- _Task brief_
Scan the entries and copy each line where the word "dining" is present.

- _Material shown_

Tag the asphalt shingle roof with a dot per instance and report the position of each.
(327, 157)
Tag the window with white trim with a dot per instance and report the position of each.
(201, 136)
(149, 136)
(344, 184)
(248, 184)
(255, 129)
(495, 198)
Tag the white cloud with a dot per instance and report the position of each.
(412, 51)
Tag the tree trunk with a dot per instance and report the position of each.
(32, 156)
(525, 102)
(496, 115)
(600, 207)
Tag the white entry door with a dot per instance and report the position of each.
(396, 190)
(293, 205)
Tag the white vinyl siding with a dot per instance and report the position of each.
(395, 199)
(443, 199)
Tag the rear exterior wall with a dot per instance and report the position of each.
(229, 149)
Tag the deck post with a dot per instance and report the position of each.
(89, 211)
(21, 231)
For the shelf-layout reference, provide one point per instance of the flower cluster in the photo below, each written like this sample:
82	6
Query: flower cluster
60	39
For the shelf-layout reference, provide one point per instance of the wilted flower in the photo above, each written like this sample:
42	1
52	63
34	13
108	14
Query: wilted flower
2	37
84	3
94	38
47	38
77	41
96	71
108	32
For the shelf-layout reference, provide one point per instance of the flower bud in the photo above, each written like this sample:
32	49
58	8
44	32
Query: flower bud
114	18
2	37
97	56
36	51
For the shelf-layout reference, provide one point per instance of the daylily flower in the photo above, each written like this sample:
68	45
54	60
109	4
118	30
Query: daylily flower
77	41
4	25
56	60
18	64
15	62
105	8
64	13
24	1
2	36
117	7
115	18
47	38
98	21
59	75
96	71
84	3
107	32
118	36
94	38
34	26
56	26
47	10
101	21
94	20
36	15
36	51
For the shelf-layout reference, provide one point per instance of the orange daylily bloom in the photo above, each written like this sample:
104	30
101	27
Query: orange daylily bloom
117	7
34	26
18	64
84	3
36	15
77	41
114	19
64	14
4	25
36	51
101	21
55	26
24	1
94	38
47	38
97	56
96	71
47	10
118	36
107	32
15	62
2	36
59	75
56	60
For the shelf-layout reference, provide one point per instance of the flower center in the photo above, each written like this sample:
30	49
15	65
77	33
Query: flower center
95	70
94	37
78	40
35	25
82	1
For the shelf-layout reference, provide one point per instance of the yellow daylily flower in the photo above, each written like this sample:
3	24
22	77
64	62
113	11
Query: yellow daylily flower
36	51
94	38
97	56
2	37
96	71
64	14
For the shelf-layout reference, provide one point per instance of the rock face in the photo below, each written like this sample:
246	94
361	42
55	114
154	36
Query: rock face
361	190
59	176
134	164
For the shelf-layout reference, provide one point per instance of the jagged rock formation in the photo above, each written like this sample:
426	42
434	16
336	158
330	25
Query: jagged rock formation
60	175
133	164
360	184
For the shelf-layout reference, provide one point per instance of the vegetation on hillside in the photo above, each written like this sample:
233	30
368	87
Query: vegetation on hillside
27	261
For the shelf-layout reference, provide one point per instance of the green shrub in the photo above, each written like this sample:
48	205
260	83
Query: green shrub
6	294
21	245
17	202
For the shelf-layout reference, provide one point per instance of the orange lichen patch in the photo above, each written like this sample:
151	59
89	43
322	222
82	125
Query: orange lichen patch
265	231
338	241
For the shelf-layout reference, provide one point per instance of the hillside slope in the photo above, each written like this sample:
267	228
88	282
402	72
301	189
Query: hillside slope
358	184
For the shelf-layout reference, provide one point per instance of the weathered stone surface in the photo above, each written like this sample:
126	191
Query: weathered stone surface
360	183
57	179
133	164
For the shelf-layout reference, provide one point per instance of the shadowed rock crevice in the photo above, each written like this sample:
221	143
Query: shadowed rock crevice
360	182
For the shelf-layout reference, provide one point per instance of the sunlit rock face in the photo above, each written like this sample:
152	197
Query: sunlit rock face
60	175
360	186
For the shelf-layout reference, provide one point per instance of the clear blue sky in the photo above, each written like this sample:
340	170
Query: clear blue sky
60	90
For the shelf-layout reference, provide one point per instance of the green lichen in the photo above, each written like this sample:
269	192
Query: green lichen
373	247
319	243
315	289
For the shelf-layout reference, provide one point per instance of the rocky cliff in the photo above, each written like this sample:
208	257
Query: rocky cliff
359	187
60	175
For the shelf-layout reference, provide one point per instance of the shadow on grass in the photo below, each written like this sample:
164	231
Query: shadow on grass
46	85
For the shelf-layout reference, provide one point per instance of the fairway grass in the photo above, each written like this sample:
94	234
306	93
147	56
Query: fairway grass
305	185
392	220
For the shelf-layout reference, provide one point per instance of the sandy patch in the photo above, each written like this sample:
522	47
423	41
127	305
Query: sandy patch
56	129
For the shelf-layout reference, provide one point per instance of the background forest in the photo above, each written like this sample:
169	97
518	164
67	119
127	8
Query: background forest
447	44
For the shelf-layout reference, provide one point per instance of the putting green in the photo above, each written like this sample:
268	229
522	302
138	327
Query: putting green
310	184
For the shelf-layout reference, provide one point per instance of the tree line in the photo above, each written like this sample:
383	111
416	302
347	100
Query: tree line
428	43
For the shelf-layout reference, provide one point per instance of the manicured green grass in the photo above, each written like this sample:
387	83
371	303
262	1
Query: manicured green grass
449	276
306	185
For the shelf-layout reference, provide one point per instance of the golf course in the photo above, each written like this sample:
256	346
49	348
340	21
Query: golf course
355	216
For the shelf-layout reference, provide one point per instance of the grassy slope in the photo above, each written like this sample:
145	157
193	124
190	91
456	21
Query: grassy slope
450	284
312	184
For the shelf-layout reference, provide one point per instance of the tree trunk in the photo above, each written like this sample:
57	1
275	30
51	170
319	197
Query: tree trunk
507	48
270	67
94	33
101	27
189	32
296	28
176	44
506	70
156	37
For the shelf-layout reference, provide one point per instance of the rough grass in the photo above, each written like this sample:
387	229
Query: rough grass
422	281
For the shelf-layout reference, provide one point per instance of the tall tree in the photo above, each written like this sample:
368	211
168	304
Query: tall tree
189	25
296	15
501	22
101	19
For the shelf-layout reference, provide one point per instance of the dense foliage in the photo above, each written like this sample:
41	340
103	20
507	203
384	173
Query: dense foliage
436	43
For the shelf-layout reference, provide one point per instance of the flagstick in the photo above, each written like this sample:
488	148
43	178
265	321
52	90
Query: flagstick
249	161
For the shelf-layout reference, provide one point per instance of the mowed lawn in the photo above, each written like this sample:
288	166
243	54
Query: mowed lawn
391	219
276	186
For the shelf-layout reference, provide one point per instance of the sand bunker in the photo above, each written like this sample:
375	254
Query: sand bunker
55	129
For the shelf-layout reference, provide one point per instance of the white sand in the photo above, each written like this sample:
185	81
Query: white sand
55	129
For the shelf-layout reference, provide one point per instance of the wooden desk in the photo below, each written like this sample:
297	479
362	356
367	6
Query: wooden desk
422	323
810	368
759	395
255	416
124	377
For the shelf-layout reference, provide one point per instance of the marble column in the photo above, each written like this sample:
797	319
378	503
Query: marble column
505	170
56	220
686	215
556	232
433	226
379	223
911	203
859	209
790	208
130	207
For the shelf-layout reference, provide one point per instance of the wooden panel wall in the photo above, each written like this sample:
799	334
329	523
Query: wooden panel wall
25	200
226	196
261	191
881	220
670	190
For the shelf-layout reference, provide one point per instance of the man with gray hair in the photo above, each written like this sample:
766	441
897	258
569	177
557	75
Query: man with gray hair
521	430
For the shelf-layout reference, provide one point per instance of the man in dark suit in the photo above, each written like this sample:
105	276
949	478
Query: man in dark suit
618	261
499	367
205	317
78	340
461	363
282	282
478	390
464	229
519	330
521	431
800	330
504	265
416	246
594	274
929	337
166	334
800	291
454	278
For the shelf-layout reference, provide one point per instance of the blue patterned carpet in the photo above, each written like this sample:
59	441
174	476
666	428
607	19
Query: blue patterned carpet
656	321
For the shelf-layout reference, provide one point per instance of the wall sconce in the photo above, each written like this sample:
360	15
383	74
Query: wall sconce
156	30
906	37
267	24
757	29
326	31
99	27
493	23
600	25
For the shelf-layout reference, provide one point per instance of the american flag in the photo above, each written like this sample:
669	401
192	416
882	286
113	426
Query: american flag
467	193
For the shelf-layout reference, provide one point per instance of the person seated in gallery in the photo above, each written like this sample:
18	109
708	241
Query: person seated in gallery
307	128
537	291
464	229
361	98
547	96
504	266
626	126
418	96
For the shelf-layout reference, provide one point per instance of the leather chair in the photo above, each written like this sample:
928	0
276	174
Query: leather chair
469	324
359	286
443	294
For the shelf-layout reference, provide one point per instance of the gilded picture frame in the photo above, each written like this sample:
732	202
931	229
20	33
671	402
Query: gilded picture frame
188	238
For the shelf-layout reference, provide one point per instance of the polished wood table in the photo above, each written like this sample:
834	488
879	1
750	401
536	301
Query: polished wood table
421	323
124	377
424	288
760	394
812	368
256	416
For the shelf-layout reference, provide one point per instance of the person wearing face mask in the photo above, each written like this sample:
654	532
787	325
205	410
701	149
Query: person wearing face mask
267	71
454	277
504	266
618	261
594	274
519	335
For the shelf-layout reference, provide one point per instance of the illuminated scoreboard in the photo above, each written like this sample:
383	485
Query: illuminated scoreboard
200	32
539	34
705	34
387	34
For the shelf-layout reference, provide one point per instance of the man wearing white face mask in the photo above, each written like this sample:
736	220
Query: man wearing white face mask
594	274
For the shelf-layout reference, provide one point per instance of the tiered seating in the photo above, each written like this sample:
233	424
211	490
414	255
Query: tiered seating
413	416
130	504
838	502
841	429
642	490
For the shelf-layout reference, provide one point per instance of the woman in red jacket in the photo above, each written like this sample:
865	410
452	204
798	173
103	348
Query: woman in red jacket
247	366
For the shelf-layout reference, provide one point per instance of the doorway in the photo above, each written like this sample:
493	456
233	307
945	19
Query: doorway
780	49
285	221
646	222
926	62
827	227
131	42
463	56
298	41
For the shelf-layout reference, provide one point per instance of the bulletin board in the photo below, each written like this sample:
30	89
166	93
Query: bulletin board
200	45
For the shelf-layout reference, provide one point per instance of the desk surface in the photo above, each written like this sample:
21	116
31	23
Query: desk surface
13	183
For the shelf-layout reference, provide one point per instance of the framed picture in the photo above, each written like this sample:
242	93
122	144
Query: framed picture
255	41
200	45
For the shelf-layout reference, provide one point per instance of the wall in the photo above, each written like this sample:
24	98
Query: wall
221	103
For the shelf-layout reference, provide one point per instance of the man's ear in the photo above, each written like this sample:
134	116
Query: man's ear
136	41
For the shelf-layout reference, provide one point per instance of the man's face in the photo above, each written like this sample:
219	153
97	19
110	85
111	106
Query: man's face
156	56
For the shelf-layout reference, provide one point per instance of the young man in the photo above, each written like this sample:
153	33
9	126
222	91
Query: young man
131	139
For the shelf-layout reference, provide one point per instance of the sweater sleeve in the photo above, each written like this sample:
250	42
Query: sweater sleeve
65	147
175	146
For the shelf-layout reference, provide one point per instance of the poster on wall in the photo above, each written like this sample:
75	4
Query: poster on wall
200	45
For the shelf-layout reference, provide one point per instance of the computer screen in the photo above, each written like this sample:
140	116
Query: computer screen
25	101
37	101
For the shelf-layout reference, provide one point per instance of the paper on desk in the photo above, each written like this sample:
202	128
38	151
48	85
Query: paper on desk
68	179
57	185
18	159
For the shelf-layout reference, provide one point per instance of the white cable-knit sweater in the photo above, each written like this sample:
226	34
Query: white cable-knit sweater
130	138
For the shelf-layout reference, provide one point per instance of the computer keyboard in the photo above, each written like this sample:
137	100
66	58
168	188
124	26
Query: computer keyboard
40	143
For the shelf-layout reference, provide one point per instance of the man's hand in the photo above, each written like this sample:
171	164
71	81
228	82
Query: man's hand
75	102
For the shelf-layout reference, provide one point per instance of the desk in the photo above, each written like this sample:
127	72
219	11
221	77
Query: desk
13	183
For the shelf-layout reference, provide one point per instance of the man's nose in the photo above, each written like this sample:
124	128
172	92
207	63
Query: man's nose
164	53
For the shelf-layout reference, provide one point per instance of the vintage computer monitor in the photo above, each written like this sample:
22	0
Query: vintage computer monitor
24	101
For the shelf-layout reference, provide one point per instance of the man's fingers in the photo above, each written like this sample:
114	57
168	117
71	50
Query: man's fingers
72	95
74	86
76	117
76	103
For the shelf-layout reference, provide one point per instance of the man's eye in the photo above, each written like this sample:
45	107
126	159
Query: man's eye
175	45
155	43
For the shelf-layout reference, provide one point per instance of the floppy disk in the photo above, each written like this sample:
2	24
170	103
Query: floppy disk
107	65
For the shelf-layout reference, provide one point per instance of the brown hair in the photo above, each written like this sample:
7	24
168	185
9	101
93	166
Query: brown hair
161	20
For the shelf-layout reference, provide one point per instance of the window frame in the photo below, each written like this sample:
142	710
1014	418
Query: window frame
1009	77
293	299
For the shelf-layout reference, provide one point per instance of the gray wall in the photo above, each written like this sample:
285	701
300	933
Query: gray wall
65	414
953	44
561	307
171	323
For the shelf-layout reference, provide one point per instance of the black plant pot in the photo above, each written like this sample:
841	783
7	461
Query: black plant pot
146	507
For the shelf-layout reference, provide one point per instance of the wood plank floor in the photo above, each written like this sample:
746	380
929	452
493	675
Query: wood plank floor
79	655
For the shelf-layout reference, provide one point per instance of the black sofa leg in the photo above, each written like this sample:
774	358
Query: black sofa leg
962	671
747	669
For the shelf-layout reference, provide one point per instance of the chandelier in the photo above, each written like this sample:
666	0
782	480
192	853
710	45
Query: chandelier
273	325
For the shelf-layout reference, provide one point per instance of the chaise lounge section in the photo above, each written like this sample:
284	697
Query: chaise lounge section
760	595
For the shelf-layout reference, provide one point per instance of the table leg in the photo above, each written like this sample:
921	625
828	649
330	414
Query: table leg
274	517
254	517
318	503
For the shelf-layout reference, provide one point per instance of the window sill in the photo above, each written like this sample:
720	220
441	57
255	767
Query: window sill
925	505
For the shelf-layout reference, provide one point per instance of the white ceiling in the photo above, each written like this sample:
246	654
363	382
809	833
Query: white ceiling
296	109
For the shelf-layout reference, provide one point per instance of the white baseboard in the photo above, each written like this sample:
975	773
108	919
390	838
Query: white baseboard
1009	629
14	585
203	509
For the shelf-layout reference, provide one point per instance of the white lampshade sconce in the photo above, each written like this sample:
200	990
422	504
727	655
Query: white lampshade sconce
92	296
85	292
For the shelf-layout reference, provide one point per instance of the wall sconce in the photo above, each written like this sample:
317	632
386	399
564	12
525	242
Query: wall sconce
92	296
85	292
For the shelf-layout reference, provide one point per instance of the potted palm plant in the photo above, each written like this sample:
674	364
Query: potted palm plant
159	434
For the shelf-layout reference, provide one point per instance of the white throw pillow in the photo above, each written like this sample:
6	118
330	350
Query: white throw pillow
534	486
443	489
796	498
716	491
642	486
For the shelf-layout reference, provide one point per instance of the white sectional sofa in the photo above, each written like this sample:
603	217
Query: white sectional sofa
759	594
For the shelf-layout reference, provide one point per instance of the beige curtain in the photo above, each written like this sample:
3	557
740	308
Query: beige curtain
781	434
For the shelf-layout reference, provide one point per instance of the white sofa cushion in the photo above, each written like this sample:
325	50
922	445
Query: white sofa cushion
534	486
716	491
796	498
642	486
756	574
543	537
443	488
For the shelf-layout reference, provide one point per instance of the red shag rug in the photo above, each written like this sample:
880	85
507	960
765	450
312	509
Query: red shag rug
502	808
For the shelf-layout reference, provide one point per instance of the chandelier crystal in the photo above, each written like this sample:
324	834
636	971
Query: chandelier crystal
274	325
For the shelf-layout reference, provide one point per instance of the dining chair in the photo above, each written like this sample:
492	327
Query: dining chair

- _Solution below_
For the shelf-layout reference, provide one point per instance of the dining chair in the photo above, each written like this sample:
Query: dining chair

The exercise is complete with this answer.